EXERCISES
1: Answer these questions from the book review below, one line each.
(a) What name was the boy wrongly taken for the Antichrist given?
(b) When is the end of the world scheduled to happen?
(c) Where does Adam Young grow up?
2: Translate this sentence from the book review below into Spanish: "So the actual Antichrist, a boy named Adam Young, is brought up all on his own without any extra influence from Heaven or Hell."
3: Decide whether each statement agrees with the book review below. Answer yes or no, and quote the words of the review that settle it.
(a) Warlock got his name at a Satanic nun's urging.
(b) Adam Young is aware of his powers.
(c) Every one of the other characters is human.

DOCUMENT SECTION
--

The boy that the pair (and everyone down in Hell as well) thinks is the Antichrist, christened Warlock at the urging of a Satanic nun, is not actually the "Adversary, Destroyer of Kings, Angel of the Bottomless Pit, Great Beast that is called Dragon, Prince of This World, Father of Lies, Spawn of Satan, and Lord of Darkness." He is, in fact, just a boy. There was a bit of a mix-up at the hospital, you see, owing to the presence of a second baby being born at the time.
So the actual Antichrist, a boy named Adam Young, is brought up all on his own without any extra influence from Heaven or Hell. He knows not of his powers, nor of the role he is to play in the end of the world, which is scheduled to happen right around his eleventh birthday. He just grows up like a normal little boy in a lovely little village in England. So, when it is time for the apocalypse to start, well, it all goes a bit awry, doesn't it?
The line quoted above, about humans being fundamentally human is a very important one, I think. For me it completely sums up what this book is actually about. In addition to Aziraphle, Crowley, and Adam, Gaiman and Pratchett treat us to many other wonderful characters. Most of them are human (a few of them are demons), and their reactions and actions throughout the events of the book give a lot of insight into how the authors feel that people tick. I don't really think they are that far off either.

--

DATA FOR REVIEW
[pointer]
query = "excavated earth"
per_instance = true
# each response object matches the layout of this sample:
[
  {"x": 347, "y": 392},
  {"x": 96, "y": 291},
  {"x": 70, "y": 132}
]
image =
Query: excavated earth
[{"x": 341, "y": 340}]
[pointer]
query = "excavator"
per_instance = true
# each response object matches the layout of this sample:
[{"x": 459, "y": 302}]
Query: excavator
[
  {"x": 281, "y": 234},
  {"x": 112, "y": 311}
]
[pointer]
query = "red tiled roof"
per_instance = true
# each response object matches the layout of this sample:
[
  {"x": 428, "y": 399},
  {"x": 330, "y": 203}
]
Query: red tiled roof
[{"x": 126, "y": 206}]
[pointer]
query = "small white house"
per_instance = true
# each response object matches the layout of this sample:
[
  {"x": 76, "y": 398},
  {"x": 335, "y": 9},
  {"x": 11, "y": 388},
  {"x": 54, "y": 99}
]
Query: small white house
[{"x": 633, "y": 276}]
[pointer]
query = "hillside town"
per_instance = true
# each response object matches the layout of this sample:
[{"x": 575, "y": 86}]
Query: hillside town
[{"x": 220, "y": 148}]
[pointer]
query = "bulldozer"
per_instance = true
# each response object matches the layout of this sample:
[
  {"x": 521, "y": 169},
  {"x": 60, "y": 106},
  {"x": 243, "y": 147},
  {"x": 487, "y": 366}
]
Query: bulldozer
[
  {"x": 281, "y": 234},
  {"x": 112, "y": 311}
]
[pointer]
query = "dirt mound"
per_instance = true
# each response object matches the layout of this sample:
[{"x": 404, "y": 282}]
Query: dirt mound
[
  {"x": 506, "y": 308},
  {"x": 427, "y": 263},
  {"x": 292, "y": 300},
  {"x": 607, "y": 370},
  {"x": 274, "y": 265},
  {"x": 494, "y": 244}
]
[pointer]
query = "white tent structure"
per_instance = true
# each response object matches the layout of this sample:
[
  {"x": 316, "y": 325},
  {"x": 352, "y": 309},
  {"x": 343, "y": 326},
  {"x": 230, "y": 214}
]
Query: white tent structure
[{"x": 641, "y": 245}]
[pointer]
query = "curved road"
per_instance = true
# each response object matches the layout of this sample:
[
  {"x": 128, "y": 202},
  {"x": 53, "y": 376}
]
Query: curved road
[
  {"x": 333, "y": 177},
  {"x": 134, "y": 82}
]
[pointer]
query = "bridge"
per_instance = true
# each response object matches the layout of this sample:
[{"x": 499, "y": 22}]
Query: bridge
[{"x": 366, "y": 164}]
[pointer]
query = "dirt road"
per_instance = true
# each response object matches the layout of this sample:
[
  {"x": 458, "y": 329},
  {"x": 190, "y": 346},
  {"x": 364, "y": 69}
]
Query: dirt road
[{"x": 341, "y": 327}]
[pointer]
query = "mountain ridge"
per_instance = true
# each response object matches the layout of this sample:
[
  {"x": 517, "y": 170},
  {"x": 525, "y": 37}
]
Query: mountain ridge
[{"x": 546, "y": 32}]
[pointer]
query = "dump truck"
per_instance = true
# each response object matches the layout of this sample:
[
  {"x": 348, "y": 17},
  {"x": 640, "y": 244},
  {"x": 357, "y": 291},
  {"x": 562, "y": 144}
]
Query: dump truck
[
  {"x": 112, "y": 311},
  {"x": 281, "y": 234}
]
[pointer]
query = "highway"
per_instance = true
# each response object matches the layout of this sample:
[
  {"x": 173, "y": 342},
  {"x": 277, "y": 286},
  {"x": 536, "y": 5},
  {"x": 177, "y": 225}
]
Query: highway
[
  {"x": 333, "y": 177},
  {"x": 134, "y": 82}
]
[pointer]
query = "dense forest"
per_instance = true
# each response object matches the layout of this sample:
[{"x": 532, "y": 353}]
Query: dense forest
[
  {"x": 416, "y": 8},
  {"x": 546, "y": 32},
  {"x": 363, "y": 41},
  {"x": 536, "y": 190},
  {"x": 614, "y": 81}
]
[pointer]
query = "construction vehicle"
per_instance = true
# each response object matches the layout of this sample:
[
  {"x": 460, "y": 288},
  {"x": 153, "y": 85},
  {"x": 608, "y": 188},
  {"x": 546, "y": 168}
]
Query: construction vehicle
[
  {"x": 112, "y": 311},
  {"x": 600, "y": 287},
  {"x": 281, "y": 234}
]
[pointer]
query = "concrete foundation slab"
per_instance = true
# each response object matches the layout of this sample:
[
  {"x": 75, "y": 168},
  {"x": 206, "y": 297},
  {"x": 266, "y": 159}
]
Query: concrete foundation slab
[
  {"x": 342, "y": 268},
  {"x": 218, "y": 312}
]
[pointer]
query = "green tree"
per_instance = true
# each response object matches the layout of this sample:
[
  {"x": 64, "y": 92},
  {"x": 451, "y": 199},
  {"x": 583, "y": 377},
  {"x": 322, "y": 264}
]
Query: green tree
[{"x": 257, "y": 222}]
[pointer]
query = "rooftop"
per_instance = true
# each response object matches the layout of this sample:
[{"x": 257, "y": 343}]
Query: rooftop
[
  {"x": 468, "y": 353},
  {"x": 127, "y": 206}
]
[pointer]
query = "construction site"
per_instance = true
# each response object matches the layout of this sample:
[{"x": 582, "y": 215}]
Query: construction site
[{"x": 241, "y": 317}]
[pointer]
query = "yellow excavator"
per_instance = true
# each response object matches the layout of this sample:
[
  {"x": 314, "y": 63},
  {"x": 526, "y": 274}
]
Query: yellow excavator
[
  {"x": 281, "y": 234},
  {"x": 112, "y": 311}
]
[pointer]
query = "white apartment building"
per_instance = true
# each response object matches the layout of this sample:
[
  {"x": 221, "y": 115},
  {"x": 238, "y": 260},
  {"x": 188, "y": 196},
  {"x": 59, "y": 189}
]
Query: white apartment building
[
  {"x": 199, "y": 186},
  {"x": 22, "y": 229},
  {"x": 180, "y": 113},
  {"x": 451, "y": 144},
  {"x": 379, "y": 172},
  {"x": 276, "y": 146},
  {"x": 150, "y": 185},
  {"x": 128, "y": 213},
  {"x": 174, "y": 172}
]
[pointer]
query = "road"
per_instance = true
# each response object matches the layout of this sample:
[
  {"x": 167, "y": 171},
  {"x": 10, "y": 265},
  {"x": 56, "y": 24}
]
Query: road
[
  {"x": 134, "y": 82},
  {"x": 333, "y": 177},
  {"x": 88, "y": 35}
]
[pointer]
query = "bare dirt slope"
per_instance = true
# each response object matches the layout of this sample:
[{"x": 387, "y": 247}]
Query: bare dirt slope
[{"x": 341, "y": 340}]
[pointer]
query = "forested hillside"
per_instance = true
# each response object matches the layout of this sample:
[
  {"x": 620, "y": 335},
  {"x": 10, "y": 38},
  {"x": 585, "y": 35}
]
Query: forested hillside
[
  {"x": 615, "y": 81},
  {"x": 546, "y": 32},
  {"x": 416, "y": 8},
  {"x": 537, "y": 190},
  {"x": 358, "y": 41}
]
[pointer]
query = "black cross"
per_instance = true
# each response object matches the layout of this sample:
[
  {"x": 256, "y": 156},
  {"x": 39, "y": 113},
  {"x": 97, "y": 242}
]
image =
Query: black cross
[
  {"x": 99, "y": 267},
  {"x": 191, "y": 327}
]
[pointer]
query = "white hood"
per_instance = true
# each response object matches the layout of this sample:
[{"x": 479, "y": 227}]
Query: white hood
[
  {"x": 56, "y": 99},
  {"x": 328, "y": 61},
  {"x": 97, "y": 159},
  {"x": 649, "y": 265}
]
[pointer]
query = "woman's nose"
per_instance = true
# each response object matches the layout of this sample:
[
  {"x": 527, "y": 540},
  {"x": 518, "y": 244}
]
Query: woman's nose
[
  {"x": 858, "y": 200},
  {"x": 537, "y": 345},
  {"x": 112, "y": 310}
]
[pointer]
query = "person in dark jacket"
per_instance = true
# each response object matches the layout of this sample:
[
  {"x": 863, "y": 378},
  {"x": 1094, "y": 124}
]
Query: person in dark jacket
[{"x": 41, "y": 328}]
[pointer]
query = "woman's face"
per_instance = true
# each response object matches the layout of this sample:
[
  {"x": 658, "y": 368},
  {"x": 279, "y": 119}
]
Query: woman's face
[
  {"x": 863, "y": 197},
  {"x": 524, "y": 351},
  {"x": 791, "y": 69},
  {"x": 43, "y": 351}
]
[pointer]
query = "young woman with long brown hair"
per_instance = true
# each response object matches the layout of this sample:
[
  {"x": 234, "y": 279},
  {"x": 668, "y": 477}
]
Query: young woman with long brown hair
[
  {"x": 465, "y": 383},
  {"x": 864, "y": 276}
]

--

RESULTS BY TASK
1:
(a) Warlock
(b) Right around Adam's eleventh birthday
(c) In a lovely little village in England

2: Así que el verdadero Anticristo, un niño llamado Adam Young, se cría completamente solo, sin ninguna influencia adicional del Cielo ni del Infierno.

3:
(a) Yes: "christened Warlock at the urging of a Satanic nun"
(b) No: "He knows not of his powers"
(c) No: "Most of them are human (a few of them are demons)"